- TO DO: With the material below, print exactly the lines between the line holding "Where can the dense" and the line holding "Where can the helmet chin", inclusive. Add nothing else.

=== RAW DATA ===

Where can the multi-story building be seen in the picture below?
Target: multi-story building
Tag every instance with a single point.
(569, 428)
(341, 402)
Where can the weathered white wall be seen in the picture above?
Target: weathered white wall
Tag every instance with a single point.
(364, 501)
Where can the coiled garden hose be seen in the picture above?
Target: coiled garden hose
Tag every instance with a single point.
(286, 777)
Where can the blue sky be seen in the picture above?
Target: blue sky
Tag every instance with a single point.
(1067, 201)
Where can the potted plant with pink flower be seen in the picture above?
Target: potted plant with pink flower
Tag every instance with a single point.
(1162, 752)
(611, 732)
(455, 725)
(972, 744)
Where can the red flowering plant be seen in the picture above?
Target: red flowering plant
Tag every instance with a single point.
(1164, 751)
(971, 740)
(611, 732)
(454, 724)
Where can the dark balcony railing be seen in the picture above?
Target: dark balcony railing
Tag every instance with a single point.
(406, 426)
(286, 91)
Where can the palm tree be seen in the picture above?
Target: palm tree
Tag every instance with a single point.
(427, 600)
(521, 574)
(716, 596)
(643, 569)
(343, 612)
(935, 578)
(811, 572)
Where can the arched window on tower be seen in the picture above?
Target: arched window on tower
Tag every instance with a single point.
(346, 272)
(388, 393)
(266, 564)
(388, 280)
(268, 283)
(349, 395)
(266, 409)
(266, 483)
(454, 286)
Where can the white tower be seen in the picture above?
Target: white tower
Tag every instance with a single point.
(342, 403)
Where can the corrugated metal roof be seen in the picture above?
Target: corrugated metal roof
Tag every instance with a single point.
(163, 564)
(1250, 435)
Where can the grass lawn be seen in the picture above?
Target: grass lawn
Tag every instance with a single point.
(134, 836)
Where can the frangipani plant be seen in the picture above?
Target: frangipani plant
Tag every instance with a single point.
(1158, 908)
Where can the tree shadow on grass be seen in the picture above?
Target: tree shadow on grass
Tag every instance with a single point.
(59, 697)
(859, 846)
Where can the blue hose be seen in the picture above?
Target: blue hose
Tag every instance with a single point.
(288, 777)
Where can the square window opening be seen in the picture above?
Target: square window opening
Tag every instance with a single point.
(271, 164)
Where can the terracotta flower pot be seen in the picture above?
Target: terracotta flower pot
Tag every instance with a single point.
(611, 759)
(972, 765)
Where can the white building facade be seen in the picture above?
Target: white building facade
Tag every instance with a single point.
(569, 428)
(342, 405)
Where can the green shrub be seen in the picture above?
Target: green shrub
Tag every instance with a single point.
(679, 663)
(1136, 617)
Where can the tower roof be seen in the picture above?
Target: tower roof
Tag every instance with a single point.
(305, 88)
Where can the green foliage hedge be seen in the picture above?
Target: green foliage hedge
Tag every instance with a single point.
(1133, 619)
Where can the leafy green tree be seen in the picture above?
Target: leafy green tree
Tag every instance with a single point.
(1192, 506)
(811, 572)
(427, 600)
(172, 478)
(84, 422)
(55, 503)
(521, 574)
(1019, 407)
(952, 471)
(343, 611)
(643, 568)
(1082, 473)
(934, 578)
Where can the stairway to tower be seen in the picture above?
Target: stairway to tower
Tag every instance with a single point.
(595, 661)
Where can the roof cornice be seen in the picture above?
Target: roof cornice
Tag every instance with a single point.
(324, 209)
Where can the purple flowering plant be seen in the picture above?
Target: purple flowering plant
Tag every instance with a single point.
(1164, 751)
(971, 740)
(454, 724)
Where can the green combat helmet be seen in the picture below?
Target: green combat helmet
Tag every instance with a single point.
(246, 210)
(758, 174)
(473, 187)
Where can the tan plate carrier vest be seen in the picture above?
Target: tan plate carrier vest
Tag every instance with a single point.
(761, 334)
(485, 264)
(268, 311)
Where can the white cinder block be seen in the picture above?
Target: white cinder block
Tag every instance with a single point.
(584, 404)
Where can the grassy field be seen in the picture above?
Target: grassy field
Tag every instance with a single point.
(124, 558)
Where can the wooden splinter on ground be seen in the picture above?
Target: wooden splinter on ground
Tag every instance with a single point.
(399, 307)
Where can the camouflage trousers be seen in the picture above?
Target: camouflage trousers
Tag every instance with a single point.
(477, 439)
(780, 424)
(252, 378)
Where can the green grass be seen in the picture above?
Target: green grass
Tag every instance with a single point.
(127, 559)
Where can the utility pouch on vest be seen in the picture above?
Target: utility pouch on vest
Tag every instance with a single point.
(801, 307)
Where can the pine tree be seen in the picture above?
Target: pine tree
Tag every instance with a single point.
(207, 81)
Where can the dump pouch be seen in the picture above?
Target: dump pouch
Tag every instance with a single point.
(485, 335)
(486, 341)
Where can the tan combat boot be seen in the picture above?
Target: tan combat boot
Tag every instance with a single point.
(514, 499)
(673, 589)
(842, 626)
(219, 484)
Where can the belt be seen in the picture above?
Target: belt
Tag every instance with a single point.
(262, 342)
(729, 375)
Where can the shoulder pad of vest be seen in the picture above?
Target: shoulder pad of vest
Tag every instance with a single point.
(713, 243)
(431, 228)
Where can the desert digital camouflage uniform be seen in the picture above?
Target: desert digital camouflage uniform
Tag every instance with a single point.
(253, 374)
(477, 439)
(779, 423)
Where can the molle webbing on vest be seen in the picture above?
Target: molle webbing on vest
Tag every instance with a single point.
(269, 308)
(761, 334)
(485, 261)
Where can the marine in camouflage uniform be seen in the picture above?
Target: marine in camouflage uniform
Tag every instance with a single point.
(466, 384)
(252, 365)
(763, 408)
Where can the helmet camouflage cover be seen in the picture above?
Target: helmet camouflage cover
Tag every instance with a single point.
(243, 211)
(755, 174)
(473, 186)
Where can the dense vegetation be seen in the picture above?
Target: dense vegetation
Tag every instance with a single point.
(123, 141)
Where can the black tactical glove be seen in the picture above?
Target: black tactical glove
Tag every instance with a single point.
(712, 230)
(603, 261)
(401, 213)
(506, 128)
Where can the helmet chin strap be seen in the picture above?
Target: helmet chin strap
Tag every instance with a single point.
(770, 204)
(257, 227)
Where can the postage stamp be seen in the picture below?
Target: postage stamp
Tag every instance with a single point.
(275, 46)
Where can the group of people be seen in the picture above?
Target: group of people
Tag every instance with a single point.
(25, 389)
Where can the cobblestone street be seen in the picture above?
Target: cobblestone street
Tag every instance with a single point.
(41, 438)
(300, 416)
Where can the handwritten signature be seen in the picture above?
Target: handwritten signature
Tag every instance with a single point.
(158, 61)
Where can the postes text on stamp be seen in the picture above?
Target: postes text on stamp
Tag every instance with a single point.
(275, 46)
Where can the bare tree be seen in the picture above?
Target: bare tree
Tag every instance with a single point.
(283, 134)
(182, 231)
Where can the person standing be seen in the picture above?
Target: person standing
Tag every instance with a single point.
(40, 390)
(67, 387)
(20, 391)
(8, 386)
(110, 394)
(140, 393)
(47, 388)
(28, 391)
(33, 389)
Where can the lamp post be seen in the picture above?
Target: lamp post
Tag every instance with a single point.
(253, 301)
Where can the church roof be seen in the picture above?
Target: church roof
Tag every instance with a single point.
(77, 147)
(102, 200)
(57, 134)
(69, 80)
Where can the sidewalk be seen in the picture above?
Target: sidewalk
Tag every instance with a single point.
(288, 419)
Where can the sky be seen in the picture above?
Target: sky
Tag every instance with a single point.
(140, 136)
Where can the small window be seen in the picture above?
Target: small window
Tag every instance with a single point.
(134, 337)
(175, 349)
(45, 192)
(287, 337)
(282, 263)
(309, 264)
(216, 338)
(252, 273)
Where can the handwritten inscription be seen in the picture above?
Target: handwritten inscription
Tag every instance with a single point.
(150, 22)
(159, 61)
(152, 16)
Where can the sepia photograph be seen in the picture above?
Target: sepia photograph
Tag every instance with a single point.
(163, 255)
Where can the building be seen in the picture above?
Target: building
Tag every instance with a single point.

===

- RESPONSE TO THE TASK:
Where can the dense vegetation be seen in the picture above?
Target: dense vegetation
Tag every instance with a single point.
(123, 141)
Where can the black tactical glove be seen in the picture above?
Target: black tactical glove
Tag every instance with a single point.
(712, 230)
(603, 261)
(401, 213)
(506, 128)
Where can the helmet chin strap be seen in the picture above?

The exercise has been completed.